### Exercise:
Every line below that holds the string "landing" should be copied out.

### Available data:
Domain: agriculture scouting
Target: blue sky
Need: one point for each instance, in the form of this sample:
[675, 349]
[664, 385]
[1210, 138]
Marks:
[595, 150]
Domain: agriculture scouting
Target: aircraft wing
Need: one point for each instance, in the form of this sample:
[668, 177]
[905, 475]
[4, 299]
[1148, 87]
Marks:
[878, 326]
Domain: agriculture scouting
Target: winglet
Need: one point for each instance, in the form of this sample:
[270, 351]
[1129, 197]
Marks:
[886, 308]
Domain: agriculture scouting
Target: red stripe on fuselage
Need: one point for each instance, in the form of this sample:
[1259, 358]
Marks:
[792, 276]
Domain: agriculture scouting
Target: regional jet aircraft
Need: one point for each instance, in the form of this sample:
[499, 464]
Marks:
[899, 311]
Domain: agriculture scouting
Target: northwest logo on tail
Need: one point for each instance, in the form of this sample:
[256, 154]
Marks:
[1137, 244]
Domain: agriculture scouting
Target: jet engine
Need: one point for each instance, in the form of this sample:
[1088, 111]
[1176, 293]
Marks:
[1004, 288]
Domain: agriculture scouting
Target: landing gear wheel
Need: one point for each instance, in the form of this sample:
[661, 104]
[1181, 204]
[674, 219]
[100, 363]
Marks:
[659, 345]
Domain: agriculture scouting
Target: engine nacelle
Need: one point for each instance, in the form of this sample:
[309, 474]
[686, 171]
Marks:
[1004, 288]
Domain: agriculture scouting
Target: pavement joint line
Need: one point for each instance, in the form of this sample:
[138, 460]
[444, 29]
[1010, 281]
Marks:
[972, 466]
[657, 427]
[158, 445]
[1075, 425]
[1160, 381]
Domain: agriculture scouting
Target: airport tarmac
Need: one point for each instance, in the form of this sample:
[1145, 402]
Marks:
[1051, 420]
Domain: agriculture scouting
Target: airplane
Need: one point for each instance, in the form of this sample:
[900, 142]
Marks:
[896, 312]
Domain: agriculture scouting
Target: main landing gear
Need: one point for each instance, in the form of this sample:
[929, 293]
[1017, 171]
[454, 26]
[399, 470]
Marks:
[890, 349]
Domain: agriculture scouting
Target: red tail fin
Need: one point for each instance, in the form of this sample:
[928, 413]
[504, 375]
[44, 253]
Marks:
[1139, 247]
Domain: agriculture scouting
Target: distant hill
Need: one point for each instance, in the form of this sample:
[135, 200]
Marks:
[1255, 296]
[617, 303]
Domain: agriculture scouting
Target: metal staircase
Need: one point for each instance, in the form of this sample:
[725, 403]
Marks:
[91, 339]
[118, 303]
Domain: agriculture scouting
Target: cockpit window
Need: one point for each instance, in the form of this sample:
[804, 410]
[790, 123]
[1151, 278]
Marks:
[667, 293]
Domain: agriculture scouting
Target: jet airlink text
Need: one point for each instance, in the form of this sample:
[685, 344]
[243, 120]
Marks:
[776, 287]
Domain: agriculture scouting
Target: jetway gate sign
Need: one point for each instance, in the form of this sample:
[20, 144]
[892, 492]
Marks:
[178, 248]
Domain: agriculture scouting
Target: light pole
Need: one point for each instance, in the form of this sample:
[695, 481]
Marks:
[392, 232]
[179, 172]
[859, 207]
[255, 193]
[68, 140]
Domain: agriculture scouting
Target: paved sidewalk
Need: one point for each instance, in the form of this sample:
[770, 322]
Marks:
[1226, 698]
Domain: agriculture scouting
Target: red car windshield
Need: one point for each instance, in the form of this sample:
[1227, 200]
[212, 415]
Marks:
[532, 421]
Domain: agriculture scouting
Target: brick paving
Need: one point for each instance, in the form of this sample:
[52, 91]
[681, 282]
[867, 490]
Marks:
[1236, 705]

### Your solution:
Target: landing gear wheel
Target: main landing gear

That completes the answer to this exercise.